Copy the records from the start through the line containing "[156,7,739,489]", inclusive, with "tousled hair" changed to "messy hair" and nothing else altered. Omit the pictures.

Data listing
┏━━

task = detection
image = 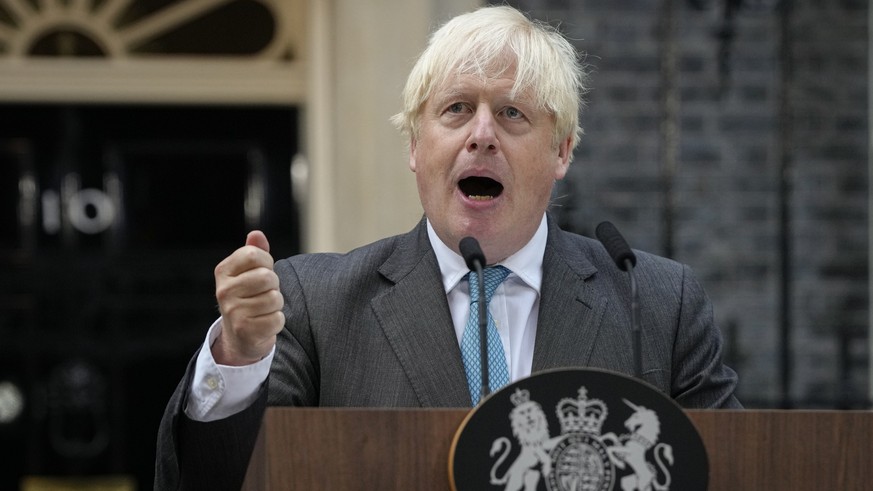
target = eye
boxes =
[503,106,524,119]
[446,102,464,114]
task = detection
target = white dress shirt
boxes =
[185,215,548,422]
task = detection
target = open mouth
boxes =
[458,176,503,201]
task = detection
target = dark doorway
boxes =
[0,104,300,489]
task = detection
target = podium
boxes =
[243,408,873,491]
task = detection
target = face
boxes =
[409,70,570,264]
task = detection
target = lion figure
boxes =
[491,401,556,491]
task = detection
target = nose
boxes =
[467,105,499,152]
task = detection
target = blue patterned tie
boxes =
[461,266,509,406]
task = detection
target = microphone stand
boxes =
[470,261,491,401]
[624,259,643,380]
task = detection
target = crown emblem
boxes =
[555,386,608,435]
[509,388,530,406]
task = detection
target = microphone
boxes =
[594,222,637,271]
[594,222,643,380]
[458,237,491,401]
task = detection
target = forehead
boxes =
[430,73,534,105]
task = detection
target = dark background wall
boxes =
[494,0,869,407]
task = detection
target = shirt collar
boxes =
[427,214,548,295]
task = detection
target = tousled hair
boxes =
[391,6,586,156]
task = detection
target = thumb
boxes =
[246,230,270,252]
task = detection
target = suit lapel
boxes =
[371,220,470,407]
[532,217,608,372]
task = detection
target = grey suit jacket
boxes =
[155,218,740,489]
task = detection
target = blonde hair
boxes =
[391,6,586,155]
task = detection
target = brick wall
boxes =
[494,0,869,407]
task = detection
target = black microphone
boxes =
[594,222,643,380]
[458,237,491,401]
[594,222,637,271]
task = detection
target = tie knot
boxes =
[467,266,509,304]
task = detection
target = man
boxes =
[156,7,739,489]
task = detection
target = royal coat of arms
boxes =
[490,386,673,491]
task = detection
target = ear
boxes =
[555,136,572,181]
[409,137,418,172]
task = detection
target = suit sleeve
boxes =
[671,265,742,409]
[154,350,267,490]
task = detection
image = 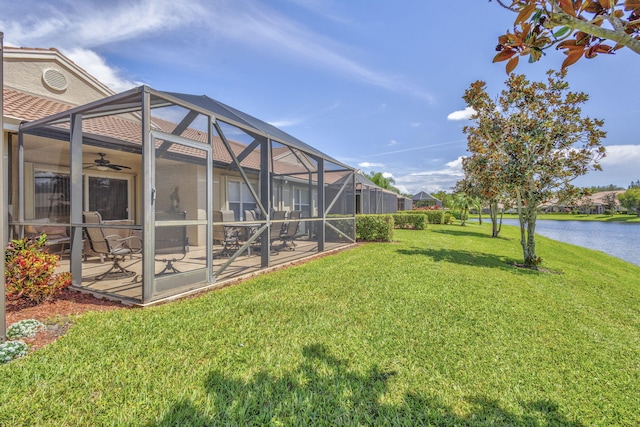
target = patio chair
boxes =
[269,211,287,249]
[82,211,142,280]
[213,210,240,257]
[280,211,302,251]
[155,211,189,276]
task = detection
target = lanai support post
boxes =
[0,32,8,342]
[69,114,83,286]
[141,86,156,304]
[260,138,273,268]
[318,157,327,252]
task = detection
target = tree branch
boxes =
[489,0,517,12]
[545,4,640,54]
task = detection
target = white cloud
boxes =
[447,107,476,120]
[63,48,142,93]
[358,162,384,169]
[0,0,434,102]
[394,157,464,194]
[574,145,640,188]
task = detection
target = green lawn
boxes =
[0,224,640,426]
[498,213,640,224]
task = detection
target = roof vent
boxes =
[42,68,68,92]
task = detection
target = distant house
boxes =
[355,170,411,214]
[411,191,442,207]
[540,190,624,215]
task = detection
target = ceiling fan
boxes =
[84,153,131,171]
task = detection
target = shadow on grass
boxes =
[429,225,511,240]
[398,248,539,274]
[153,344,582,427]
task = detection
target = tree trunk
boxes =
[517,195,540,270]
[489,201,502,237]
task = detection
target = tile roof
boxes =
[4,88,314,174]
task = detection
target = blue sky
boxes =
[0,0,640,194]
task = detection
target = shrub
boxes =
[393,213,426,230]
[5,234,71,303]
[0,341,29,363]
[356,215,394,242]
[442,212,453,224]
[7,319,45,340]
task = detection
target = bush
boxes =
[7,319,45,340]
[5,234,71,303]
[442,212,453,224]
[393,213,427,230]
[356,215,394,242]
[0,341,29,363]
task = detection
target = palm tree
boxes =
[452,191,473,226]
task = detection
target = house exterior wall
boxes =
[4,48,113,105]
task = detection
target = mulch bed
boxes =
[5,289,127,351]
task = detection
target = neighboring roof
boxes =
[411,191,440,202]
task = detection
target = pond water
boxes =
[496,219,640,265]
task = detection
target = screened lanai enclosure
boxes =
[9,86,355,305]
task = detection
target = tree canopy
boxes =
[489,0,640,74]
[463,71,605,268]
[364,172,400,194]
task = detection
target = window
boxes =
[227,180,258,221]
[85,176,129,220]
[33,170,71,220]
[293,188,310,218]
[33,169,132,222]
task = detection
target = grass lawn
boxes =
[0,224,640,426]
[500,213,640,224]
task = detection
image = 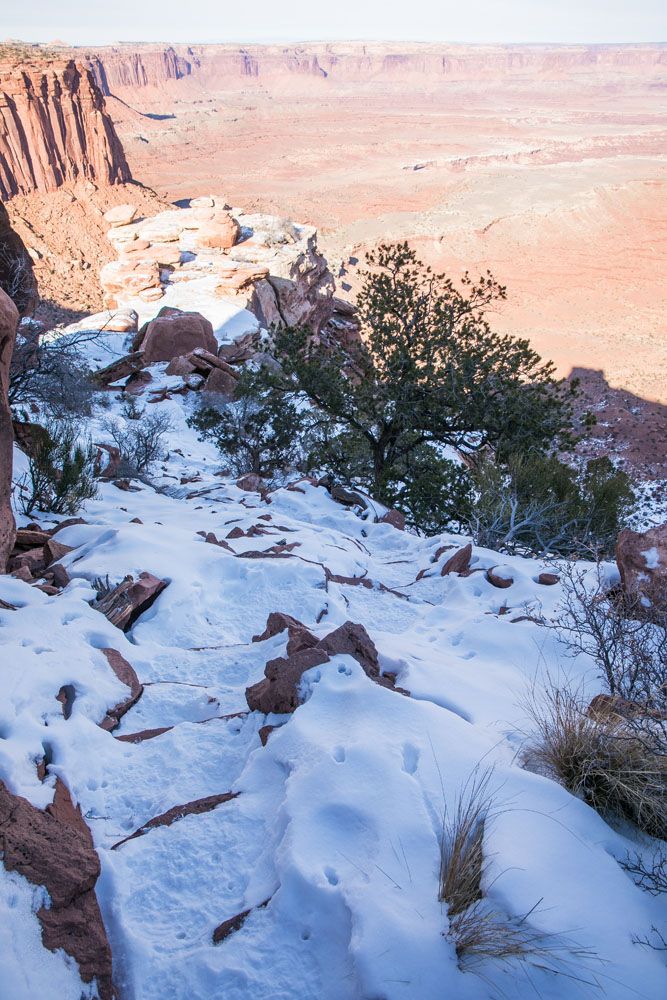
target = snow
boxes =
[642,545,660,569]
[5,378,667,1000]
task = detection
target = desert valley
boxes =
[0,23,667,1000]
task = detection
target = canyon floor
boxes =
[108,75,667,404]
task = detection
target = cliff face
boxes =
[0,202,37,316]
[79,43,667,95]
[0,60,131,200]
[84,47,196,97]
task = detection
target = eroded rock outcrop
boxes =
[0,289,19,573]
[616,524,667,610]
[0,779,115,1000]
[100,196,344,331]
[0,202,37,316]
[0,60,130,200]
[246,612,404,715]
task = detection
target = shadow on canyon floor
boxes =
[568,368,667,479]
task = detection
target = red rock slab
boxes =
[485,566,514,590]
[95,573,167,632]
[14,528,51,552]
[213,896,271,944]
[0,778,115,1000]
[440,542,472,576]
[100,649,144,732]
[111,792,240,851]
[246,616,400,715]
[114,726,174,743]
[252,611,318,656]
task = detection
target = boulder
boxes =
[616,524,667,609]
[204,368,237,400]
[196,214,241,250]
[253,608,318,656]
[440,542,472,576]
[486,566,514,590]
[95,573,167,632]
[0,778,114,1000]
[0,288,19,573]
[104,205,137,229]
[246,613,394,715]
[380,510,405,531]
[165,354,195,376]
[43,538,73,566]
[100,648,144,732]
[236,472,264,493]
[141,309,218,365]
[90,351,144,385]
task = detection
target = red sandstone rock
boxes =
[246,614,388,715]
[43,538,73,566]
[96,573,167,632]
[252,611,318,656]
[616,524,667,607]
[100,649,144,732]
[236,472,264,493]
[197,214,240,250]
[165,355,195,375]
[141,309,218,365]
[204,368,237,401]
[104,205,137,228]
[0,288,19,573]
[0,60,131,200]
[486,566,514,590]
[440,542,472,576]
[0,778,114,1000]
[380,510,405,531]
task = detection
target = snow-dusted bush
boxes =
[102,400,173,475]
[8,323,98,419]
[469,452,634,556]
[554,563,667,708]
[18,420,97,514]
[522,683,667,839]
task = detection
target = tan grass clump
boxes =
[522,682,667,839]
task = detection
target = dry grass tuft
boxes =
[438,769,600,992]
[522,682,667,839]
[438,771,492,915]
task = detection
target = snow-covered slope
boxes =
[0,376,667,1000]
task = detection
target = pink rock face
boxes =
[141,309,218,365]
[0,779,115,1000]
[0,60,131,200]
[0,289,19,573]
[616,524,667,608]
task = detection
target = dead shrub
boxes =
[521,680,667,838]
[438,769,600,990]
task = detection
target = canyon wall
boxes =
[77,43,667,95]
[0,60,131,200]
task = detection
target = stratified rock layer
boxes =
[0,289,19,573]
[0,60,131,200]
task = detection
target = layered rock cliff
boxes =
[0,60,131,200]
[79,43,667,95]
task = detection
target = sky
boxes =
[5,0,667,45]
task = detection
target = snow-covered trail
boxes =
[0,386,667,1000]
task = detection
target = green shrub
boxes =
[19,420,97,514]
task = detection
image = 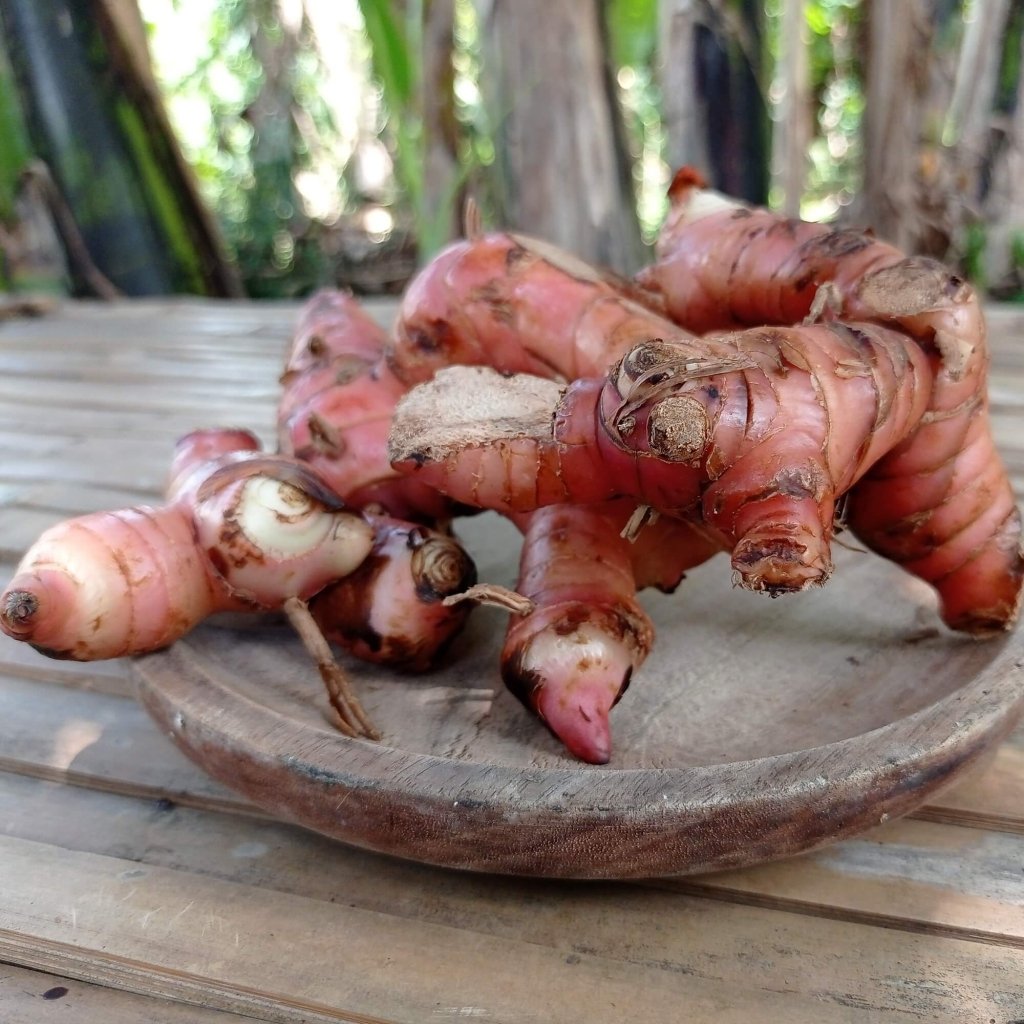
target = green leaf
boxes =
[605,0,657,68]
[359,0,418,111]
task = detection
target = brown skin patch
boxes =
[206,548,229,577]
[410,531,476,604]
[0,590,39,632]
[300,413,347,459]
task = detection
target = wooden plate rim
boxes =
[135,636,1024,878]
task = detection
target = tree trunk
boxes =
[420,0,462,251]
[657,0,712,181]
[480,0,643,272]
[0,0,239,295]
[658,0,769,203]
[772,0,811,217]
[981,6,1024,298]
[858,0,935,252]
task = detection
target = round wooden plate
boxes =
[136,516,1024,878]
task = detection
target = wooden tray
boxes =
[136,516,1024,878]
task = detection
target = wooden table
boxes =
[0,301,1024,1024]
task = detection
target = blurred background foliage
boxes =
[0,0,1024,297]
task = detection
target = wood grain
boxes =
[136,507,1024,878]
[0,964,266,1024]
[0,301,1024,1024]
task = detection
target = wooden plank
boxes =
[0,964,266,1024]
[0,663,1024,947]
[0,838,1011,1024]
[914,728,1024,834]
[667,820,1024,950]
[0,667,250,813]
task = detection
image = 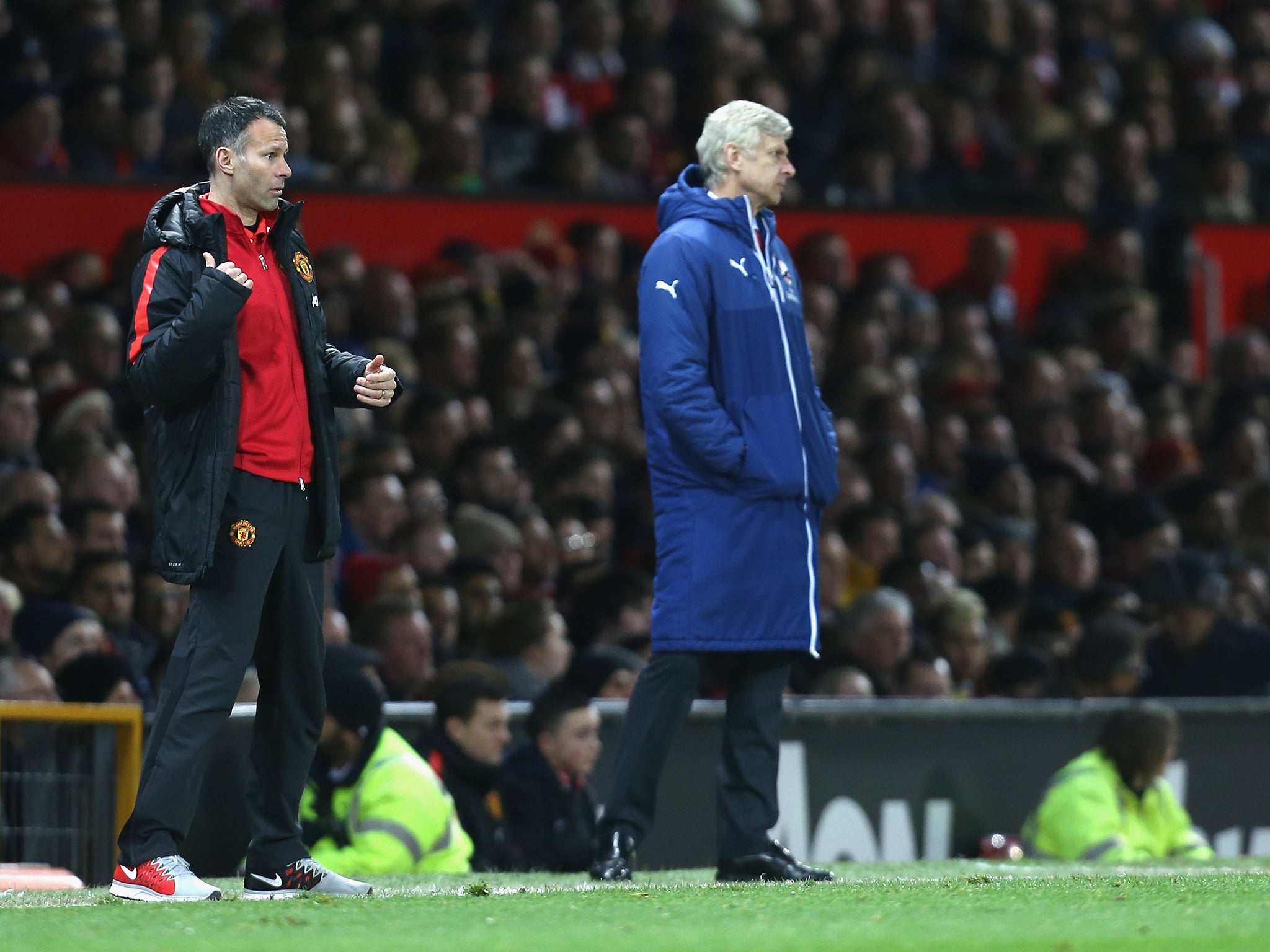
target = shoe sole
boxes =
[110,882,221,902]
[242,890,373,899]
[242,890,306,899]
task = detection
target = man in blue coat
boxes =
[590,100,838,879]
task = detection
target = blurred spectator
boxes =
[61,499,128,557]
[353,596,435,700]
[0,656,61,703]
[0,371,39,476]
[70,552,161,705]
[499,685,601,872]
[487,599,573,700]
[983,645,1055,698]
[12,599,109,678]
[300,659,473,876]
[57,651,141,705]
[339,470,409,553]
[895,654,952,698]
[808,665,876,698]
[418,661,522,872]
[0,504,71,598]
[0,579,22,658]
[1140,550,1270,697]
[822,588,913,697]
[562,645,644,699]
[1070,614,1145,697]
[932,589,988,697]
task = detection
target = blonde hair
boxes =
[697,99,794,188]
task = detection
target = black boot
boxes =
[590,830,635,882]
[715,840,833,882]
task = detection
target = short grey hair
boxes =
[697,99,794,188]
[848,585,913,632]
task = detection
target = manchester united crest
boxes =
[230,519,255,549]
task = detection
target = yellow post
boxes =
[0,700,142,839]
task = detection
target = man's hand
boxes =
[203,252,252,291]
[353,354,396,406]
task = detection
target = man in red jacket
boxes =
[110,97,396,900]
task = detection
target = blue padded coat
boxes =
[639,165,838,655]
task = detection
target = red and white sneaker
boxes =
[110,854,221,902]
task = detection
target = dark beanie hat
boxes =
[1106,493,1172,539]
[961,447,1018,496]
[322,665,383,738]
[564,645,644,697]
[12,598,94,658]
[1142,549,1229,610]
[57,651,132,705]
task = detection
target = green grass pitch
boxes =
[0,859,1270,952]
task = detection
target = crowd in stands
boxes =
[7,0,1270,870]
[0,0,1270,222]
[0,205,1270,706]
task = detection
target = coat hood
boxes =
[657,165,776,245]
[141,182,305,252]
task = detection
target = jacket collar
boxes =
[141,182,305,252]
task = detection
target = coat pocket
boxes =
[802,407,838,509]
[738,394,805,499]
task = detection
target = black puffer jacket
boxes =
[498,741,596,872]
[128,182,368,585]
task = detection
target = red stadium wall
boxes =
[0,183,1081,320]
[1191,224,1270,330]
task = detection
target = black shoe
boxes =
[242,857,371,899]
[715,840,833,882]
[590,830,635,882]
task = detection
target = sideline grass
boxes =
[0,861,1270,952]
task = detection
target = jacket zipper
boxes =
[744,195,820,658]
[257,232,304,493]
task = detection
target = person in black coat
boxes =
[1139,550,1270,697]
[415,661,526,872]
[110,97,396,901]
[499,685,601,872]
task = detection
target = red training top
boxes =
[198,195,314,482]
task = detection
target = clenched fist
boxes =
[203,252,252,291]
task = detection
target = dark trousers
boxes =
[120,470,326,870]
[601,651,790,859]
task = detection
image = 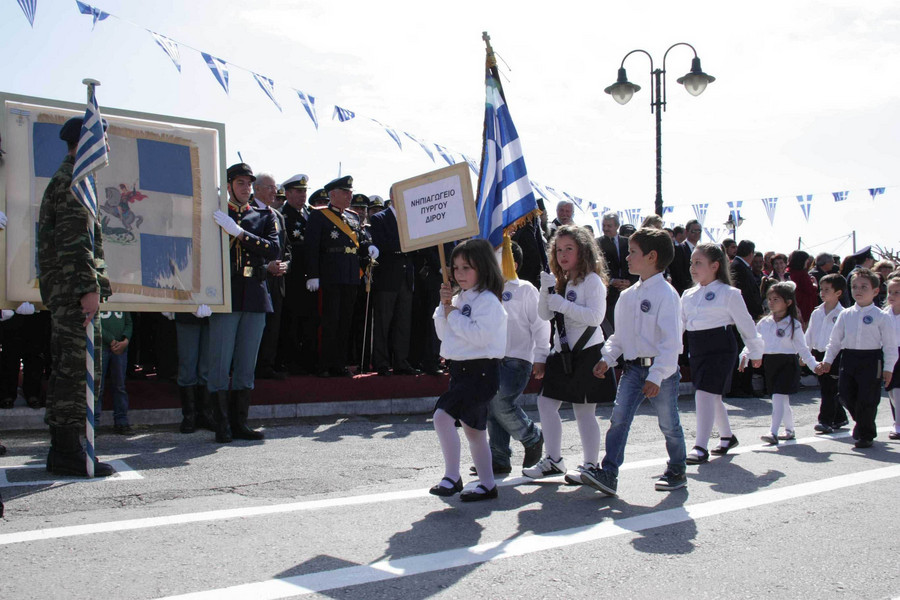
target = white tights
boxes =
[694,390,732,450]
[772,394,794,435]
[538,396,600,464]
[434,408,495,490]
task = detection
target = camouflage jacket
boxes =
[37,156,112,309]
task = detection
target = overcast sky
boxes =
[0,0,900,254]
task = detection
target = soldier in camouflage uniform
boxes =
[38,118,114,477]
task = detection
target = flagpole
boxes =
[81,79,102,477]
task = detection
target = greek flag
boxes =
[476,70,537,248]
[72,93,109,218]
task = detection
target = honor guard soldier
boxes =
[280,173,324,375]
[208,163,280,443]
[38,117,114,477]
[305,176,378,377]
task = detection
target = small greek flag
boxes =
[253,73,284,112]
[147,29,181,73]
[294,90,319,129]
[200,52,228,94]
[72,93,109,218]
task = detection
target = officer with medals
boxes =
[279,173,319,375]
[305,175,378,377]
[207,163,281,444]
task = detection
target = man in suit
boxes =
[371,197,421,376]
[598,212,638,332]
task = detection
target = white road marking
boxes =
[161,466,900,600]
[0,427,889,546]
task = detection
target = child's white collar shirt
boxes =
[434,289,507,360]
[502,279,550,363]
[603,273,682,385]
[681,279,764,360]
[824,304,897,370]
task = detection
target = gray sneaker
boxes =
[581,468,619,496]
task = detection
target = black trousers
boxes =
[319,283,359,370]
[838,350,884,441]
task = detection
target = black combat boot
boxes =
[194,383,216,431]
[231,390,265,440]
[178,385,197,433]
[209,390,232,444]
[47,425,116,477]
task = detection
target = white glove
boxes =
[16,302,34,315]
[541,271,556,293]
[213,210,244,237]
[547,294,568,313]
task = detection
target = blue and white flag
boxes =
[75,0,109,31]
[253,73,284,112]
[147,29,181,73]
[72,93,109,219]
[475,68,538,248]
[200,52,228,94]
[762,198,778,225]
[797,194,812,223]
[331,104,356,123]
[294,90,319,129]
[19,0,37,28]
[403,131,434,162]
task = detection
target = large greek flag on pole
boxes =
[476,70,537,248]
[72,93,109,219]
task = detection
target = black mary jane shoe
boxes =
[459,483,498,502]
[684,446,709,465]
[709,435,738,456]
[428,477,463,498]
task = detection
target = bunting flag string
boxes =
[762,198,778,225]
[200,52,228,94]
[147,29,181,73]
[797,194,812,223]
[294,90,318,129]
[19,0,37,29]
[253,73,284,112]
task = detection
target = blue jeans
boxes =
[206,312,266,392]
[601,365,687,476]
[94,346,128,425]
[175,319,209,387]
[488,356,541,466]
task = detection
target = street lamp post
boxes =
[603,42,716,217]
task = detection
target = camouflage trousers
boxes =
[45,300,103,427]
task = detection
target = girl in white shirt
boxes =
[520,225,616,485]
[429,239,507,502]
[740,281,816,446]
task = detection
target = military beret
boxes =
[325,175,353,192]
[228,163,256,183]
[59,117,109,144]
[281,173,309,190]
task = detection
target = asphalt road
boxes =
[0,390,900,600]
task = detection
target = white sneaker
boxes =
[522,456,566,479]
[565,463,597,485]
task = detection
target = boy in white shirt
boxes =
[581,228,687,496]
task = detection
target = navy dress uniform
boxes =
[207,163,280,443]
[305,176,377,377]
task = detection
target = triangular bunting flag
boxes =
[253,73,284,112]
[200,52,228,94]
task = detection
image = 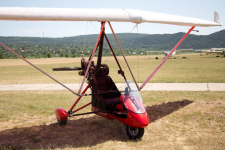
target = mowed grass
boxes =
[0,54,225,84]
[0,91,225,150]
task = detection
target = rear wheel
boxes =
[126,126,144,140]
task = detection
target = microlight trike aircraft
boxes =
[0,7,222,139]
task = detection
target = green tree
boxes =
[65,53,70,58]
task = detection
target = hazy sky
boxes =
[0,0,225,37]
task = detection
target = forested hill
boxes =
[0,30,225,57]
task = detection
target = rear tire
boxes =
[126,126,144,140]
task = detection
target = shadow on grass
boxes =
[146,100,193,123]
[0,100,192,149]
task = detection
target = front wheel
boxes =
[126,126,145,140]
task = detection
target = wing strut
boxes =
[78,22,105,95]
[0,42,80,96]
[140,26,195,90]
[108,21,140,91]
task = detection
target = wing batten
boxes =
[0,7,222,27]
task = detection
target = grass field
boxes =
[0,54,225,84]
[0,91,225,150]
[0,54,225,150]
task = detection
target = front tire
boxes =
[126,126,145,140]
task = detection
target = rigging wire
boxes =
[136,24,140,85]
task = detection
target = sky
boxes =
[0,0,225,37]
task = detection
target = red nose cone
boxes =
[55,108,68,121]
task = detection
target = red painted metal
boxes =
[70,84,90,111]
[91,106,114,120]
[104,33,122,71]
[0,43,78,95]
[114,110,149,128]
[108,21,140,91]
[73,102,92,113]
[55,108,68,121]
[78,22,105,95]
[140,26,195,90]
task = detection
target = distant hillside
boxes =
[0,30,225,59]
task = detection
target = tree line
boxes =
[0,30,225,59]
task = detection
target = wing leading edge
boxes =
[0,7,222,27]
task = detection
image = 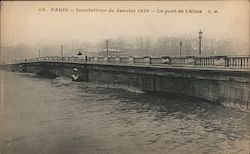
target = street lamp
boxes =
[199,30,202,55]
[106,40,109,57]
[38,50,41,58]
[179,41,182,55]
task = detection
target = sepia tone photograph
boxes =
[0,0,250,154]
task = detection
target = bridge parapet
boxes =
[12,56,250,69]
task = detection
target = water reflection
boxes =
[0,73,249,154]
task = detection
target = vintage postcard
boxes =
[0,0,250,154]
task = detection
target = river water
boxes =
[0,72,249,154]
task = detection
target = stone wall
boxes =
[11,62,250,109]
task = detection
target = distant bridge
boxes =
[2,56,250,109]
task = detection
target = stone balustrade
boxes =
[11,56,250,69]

┗━━

## TASK RESPONSE:
task = detection
image = 
target = eye
boxes =
[503,106,524,119]
[446,102,464,114]
task = detection
target = white dress shirt
boxes =
[185,215,548,422]
task = detection
target = open mouth
boxes =
[458,176,503,201]
task = detection
target = dark doorway
boxes =
[0,104,300,489]
task = detection
target = podium
boxes =
[243,408,873,491]
task = detection
target = face
boxes =
[409,70,570,264]
task = detection
target = lion figure
boxes =
[491,401,556,491]
task = detection
target = nose
boxes =
[467,105,499,152]
task = detection
target = blue patterned tie
boxes =
[461,266,509,406]
task = detection
target = microphone stand
boxes =
[470,261,491,401]
[624,259,643,380]
task = detection
target = crown emblem
boxes =
[555,386,608,435]
[509,388,530,406]
task = detection
target = microphone
boxes =
[594,222,637,271]
[594,222,643,380]
[458,237,491,401]
task = detection
target = forehead
boxes =
[430,73,534,105]
task = detection
target = dark background wall
boxes =
[494,0,869,407]
task = detection
target = shirt collar
boxes =
[427,214,548,295]
task = detection
target = messy hair
boxes =
[391,6,586,156]
task = detection
target = thumb
boxes =
[246,230,270,252]
task = detection
target = suit lapel
boxes =
[371,220,470,407]
[532,217,608,372]
task = detection
target = grey suit jacket
boxes =
[155,218,740,489]
task = detection
target = blonde hair
boxes =
[391,6,586,155]
task = detection
target = brick wall
boxes =
[494,0,869,407]
task = detection
target = black microphone
boxes =
[594,222,643,380]
[458,237,491,401]
[594,222,637,271]
task = detection
target = tie knot
boxes =
[467,266,509,304]
task = detection
target = man
boxes =
[156,7,739,489]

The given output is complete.